**What the exercise asks:** The answer must be a single number: the count of lines in these records that hold "ball".

Top of Input records

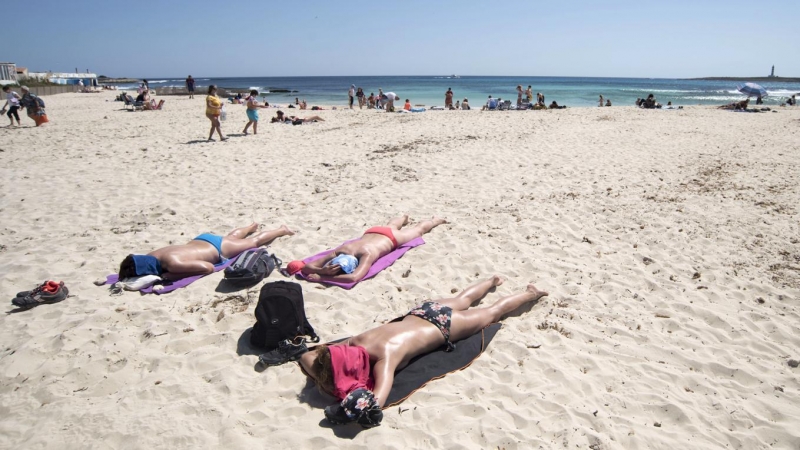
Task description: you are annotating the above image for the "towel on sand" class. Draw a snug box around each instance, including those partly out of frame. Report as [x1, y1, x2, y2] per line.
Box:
[295, 237, 425, 289]
[103, 248, 255, 294]
[307, 323, 501, 407]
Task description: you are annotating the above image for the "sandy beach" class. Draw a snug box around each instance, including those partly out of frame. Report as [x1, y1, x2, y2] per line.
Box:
[1, 92, 799, 449]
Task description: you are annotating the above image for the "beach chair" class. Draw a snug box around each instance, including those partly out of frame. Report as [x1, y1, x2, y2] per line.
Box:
[486, 99, 498, 110]
[498, 100, 512, 111]
[122, 95, 143, 111]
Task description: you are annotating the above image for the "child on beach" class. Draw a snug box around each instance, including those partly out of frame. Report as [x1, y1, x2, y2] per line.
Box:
[403, 99, 411, 111]
[243, 90, 267, 135]
[1, 85, 21, 127]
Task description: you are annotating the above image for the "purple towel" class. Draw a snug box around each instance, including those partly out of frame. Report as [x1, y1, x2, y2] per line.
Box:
[103, 248, 255, 295]
[296, 237, 425, 289]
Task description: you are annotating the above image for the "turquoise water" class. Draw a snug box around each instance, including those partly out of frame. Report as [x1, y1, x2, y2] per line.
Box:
[118, 76, 800, 108]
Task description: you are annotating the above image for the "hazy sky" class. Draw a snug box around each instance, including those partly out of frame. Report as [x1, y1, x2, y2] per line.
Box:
[6, 0, 799, 78]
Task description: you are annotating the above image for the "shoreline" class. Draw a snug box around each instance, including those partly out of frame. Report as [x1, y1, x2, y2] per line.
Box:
[686, 76, 800, 82]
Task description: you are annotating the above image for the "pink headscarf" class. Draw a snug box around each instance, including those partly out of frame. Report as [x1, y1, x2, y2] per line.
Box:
[329, 345, 375, 400]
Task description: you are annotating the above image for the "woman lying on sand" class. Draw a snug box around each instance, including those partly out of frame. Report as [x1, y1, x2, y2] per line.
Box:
[298, 276, 549, 427]
[270, 110, 325, 123]
[285, 215, 446, 283]
[718, 99, 749, 110]
[118, 223, 293, 280]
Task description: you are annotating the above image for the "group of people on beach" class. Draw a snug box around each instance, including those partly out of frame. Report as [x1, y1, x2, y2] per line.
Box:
[2, 85, 48, 127]
[204, 85, 325, 140]
[113, 215, 548, 427]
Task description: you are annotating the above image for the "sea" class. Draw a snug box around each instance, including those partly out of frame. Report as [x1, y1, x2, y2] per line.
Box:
[114, 76, 800, 108]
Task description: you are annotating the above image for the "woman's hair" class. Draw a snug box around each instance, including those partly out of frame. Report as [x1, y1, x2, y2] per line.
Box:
[207, 85, 217, 94]
[2, 85, 9, 92]
[250, 89, 258, 96]
[119, 254, 136, 278]
[312, 345, 335, 394]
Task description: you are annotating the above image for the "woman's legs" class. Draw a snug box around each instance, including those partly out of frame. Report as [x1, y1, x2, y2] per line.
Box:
[392, 217, 447, 246]
[220, 225, 294, 258]
[7, 106, 20, 125]
[437, 275, 504, 311]
[215, 117, 225, 140]
[208, 115, 224, 140]
[448, 284, 548, 342]
[386, 214, 409, 230]
[243, 120, 253, 134]
[226, 223, 258, 239]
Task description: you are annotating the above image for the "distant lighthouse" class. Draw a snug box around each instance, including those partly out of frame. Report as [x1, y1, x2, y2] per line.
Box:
[770, 65, 775, 78]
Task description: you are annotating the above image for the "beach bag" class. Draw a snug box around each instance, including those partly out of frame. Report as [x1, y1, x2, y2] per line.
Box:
[33, 114, 49, 126]
[251, 281, 319, 350]
[224, 248, 280, 287]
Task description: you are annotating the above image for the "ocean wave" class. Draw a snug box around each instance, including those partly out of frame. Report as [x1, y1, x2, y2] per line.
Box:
[767, 89, 800, 96]
[148, 80, 169, 83]
[621, 88, 703, 93]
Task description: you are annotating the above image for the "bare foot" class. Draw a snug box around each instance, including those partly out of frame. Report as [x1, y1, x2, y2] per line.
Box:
[491, 275, 505, 287]
[526, 284, 549, 299]
[244, 223, 259, 235]
[280, 225, 296, 236]
[432, 217, 448, 226]
[401, 214, 409, 226]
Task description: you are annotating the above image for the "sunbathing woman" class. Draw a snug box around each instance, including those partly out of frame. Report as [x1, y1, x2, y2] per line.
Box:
[286, 215, 446, 283]
[118, 223, 294, 280]
[718, 99, 749, 110]
[270, 110, 325, 123]
[299, 276, 549, 427]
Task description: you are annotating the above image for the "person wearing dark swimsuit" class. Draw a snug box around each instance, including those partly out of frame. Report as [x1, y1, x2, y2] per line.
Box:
[118, 223, 294, 281]
[288, 215, 446, 284]
[298, 276, 549, 427]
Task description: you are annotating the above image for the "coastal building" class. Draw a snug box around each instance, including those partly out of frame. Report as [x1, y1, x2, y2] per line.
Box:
[24, 71, 98, 86]
[0, 62, 17, 85]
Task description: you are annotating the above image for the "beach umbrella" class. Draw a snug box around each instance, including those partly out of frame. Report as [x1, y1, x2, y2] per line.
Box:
[737, 82, 768, 98]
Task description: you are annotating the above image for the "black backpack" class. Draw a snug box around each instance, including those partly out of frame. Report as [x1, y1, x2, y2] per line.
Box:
[251, 281, 319, 350]
[224, 248, 280, 287]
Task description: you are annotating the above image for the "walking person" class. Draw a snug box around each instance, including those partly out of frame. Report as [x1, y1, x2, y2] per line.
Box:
[598, 95, 604, 107]
[356, 87, 365, 109]
[243, 89, 267, 135]
[205, 85, 226, 141]
[348, 84, 356, 109]
[445, 87, 454, 109]
[1, 85, 22, 127]
[19, 86, 48, 126]
[185, 75, 195, 99]
[516, 85, 523, 106]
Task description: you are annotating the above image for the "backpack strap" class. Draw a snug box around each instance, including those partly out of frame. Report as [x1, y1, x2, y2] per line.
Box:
[303, 316, 320, 343]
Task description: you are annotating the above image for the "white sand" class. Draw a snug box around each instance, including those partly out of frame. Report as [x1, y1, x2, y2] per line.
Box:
[1, 92, 799, 449]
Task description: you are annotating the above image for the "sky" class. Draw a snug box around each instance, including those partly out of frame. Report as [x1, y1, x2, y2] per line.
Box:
[5, 0, 799, 79]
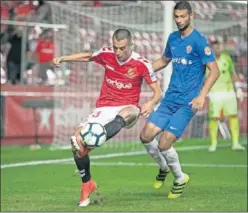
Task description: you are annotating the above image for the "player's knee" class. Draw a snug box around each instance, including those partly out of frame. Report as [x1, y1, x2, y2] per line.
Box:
[125, 113, 139, 129]
[158, 136, 174, 151]
[140, 131, 154, 144]
[118, 109, 129, 120]
[118, 105, 140, 122]
[158, 142, 171, 152]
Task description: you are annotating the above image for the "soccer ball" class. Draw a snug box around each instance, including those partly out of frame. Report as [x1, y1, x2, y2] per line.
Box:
[79, 122, 107, 148]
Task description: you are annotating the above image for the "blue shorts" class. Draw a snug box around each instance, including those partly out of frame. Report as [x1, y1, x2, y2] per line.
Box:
[147, 101, 196, 138]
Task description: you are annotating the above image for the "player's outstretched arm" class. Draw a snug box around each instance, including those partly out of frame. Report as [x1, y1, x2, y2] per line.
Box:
[140, 82, 162, 118]
[152, 56, 171, 72]
[53, 52, 93, 67]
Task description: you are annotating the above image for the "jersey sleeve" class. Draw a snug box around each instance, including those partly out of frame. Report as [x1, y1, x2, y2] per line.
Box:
[163, 34, 172, 59]
[140, 59, 157, 84]
[197, 36, 216, 65]
[91, 47, 105, 65]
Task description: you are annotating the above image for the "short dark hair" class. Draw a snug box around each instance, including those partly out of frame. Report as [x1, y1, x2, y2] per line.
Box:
[113, 29, 132, 44]
[174, 1, 192, 14]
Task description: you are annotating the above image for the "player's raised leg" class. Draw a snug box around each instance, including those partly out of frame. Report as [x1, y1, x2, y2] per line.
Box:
[71, 105, 140, 206]
[140, 119, 170, 190]
[104, 105, 140, 140]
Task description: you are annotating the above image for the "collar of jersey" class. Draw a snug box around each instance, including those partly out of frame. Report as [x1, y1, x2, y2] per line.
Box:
[115, 51, 134, 66]
[180, 28, 195, 40]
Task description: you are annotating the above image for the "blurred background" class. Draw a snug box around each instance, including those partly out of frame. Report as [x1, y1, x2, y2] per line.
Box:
[0, 0, 247, 149]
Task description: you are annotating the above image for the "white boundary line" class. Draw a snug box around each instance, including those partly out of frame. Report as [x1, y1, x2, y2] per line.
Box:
[1, 143, 247, 169]
[1, 161, 246, 169]
[90, 162, 247, 168]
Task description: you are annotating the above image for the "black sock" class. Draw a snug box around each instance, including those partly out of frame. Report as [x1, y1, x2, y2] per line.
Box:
[104, 115, 126, 140]
[74, 154, 91, 183]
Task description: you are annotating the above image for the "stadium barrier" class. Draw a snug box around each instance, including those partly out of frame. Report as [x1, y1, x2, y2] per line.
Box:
[1, 84, 247, 146]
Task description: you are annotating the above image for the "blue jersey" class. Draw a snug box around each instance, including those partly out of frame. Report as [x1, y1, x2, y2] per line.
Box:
[163, 29, 215, 105]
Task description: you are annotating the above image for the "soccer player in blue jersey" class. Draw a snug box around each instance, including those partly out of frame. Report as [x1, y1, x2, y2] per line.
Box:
[140, 1, 220, 199]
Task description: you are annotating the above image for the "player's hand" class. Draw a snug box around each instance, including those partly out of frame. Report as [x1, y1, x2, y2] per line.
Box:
[189, 95, 205, 111]
[140, 101, 154, 118]
[53, 57, 63, 67]
[236, 88, 244, 102]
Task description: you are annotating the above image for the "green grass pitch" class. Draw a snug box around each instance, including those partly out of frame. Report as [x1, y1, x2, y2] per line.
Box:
[1, 138, 247, 212]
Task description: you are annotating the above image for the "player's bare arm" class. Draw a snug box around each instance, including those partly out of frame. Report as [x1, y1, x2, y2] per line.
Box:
[152, 56, 171, 72]
[140, 82, 162, 118]
[190, 61, 220, 110]
[231, 71, 244, 102]
[53, 52, 93, 67]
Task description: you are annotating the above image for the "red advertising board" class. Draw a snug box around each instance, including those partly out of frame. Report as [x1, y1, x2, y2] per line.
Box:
[1, 85, 55, 145]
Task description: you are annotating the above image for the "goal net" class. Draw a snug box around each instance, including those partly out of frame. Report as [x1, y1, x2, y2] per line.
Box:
[49, 1, 247, 149]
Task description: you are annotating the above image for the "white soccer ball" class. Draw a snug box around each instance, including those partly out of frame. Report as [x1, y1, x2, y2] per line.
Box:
[80, 122, 107, 148]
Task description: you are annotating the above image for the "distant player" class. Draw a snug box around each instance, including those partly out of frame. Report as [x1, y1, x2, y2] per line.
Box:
[140, 1, 220, 198]
[207, 40, 245, 152]
[53, 29, 162, 207]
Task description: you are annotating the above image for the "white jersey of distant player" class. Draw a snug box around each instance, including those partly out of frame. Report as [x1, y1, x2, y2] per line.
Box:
[91, 46, 157, 108]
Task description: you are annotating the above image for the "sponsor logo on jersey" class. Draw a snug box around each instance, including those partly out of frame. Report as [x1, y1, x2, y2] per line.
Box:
[172, 57, 192, 65]
[204, 46, 211, 56]
[106, 77, 132, 89]
[186, 45, 192, 54]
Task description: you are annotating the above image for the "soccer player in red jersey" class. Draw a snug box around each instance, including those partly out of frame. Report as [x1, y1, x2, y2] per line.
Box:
[53, 29, 162, 207]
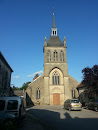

Bottom of Input records

**Task output:** 2